Begin

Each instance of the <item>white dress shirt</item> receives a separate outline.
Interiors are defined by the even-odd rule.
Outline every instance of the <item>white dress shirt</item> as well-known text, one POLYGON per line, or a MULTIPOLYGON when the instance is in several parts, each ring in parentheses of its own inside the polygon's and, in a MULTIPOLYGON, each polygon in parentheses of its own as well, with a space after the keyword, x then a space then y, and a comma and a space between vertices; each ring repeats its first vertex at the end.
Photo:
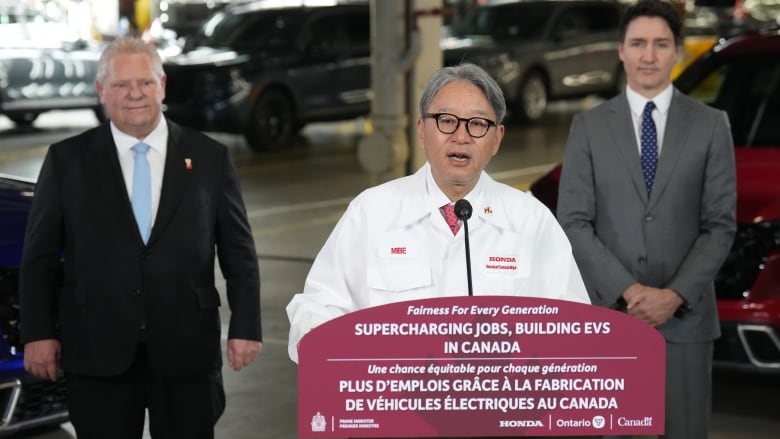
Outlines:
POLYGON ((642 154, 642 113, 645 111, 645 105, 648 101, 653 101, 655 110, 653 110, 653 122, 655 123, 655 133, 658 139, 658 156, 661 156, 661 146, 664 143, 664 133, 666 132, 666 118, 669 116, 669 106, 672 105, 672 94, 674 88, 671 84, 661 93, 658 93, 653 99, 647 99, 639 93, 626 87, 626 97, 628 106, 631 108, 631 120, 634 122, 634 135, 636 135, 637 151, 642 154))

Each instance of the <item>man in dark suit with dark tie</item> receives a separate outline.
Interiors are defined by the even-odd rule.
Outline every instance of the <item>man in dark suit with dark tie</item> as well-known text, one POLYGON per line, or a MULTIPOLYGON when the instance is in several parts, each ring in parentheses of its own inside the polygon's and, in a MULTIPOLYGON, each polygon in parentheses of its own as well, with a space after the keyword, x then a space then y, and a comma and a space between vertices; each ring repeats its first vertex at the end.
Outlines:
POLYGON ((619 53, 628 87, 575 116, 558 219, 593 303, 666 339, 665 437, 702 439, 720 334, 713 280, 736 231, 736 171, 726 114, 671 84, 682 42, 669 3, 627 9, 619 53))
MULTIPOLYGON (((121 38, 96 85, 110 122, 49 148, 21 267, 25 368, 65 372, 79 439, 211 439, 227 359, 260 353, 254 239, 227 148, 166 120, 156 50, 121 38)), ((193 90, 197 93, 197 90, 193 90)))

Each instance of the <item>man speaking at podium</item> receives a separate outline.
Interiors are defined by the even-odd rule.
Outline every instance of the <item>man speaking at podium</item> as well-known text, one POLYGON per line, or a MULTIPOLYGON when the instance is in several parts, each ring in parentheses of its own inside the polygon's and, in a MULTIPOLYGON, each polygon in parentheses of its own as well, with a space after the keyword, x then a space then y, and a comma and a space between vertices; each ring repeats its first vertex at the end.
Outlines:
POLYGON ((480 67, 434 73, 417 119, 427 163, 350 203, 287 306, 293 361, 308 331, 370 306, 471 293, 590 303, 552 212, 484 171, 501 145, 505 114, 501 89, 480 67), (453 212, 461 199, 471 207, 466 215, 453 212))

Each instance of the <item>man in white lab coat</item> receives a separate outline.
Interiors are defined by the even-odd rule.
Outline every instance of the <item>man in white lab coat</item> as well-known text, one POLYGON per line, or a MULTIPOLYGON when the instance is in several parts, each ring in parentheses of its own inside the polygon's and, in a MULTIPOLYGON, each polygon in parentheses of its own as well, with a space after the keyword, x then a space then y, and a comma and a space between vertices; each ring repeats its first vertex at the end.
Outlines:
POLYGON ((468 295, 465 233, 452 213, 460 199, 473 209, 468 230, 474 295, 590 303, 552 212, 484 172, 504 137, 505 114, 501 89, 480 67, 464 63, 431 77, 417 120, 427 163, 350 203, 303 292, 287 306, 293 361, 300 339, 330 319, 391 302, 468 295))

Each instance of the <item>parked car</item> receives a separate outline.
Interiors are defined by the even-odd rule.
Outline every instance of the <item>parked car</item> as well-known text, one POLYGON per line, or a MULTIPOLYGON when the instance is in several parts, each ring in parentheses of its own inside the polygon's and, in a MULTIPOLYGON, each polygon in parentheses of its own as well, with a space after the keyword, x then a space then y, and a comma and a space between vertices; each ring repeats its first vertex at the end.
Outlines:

End
Begin

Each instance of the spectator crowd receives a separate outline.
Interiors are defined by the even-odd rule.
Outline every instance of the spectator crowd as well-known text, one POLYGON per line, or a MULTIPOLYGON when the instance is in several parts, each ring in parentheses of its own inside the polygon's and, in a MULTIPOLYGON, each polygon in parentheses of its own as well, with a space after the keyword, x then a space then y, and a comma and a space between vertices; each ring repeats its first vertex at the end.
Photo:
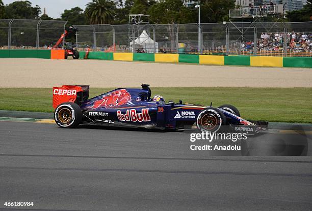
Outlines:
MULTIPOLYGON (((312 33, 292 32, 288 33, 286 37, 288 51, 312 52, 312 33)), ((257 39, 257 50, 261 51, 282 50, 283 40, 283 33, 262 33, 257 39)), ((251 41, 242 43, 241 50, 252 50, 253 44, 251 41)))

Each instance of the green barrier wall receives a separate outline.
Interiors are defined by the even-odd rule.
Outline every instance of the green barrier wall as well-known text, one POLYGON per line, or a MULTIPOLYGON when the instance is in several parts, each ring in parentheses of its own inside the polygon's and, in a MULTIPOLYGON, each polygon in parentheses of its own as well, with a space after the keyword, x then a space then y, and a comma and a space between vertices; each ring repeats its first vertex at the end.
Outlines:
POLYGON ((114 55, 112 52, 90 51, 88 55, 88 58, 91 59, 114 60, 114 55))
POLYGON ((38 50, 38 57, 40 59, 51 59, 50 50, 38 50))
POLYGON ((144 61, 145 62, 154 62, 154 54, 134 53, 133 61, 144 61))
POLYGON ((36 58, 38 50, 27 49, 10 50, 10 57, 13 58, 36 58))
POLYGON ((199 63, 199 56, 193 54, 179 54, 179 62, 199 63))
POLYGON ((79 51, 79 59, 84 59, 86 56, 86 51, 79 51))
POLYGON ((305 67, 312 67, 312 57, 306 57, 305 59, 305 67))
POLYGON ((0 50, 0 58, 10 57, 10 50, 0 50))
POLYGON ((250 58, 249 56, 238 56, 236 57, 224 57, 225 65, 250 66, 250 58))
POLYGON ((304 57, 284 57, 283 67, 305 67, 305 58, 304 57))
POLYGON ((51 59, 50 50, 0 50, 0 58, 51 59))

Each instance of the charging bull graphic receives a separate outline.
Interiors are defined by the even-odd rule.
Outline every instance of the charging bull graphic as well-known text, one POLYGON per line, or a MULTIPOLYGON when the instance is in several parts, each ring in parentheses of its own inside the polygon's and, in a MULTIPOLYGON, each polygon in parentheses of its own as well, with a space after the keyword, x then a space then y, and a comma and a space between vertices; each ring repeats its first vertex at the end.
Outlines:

End
Begin

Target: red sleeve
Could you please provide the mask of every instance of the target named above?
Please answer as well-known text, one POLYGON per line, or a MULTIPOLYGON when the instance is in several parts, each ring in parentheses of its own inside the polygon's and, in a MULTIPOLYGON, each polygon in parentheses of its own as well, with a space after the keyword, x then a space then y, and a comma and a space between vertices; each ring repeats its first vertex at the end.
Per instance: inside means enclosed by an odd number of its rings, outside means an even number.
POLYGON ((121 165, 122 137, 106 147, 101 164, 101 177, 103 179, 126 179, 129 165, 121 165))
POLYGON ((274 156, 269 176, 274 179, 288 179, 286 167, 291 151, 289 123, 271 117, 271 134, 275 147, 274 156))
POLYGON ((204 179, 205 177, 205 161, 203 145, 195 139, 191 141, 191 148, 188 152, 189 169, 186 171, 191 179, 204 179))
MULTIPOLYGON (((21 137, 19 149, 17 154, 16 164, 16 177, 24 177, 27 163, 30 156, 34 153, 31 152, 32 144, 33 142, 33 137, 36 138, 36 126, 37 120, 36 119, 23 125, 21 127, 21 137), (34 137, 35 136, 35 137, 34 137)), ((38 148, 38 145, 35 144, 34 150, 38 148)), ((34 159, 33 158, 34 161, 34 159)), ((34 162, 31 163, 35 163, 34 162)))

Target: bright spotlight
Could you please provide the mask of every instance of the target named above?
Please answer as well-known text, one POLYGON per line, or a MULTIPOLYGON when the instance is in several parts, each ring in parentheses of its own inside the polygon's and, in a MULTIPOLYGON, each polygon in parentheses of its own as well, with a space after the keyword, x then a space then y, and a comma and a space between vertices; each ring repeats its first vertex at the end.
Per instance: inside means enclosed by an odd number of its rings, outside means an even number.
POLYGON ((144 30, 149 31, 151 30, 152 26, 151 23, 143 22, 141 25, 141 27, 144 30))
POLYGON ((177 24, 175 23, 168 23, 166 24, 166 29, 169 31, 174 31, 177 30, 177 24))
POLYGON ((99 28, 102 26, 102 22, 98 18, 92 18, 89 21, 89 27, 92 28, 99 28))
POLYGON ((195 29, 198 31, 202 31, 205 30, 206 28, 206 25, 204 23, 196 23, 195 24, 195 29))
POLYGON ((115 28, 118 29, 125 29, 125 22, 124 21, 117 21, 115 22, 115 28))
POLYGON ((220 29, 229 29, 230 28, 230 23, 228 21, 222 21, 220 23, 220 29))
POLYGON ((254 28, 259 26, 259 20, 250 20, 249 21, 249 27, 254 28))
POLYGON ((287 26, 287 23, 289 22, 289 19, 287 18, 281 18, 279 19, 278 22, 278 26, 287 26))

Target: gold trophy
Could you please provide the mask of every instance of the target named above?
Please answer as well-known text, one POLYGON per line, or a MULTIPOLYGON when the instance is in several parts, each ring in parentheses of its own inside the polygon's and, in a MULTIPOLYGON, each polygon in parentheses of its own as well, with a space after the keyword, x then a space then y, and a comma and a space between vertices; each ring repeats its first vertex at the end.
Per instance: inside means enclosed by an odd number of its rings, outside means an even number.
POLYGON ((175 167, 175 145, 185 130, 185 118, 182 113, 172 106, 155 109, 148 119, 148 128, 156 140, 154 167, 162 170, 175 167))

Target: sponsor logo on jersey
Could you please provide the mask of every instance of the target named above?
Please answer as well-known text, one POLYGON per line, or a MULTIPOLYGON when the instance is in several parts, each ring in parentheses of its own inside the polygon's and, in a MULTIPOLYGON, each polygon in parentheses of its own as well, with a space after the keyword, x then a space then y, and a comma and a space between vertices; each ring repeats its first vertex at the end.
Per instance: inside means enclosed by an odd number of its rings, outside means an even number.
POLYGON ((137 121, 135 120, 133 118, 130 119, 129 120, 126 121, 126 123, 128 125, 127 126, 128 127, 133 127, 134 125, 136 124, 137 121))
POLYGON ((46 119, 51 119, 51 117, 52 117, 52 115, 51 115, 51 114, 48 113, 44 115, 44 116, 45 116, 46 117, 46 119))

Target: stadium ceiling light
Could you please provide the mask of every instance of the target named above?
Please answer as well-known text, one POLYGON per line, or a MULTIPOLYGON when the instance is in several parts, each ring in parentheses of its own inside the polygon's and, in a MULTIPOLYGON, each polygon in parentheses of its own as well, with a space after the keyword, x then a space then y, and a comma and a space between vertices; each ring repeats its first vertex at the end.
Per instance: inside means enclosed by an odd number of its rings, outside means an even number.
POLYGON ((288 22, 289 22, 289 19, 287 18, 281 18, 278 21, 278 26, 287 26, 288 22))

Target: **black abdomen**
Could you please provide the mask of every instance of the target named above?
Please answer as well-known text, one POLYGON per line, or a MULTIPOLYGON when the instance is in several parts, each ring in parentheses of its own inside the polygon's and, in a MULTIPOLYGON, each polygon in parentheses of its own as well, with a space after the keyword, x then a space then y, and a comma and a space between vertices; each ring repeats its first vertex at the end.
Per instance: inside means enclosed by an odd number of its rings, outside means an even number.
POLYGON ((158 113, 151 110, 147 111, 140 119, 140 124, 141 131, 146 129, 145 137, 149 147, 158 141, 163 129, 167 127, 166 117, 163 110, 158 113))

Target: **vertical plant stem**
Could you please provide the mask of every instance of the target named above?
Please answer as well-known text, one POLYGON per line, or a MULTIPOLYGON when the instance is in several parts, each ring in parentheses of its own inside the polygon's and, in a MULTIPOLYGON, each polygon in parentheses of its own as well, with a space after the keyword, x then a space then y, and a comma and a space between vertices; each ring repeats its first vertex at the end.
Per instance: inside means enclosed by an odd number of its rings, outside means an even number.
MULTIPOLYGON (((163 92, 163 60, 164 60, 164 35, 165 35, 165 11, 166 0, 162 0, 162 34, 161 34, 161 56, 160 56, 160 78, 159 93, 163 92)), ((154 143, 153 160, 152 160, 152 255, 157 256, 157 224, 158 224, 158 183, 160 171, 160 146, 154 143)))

End

● To do
Reproduce verbatim everything in the listing above from the line containing "Target: bright spotlight" down to the line containing "POLYGON ((175 167, 175", including both of those lines.

● Exercise response
Target: bright spotlight
Could you please provide the mask of every instance of the target named above?
Please answer as well-known text, one POLYGON per line, or a MULTIPOLYGON when the instance is in several parts, each ring in parentheses of its own inside the polygon's and, in a MULTIPOLYGON, each polygon in parentheses of its own as well, with a space after the keyword, x then a space then y, and a comma and a space between vertices; each ring repeats its first vertex at the end.
Per instance: inside means enclosed by an odd number of its rings, outside means an even number.
POLYGON ((144 30, 149 31, 151 30, 152 26, 151 23, 143 22, 141 25, 141 27, 144 30))
POLYGON ((177 24, 175 23, 168 23, 166 24, 166 29, 169 31, 174 31, 177 30, 177 24))
POLYGON ((99 28, 102 26, 102 22, 98 18, 92 18, 89 21, 89 27, 92 28, 99 28))
POLYGON ((195 29, 198 31, 202 31, 205 30, 206 28, 206 25, 204 23, 196 23, 195 24, 195 29))
POLYGON ((115 28, 118 29, 125 29, 125 22, 124 21, 117 21, 115 22, 115 28))
POLYGON ((220 29, 229 29, 230 28, 230 23, 228 21, 222 21, 220 23, 220 29))
POLYGON ((254 28, 259 26, 259 20, 250 20, 249 21, 249 27, 254 28))
POLYGON ((287 26, 287 23, 289 22, 289 19, 287 18, 281 18, 279 19, 278 22, 278 26, 287 26))

Target: gold trophy
Could you please provide the mask of every instance of the target named above?
Please answer as well-known text, one POLYGON per line, or a MULTIPOLYGON when the instance is in several parts, each ring in parentheses of its own inside the polygon's and, in a MULTIPOLYGON, each polygon in parentheses of its own as well, with a space after the keyword, x then a space then y, and a comma and a space between vertices; each ring repeats its first vertex at the end.
Per instance: inside means enclosed by an odd number of its rings, outside means an even number.
POLYGON ((175 167, 175 145, 185 130, 185 118, 182 113, 172 106, 155 109, 148 119, 148 128, 156 140, 154 167, 162 170, 175 167))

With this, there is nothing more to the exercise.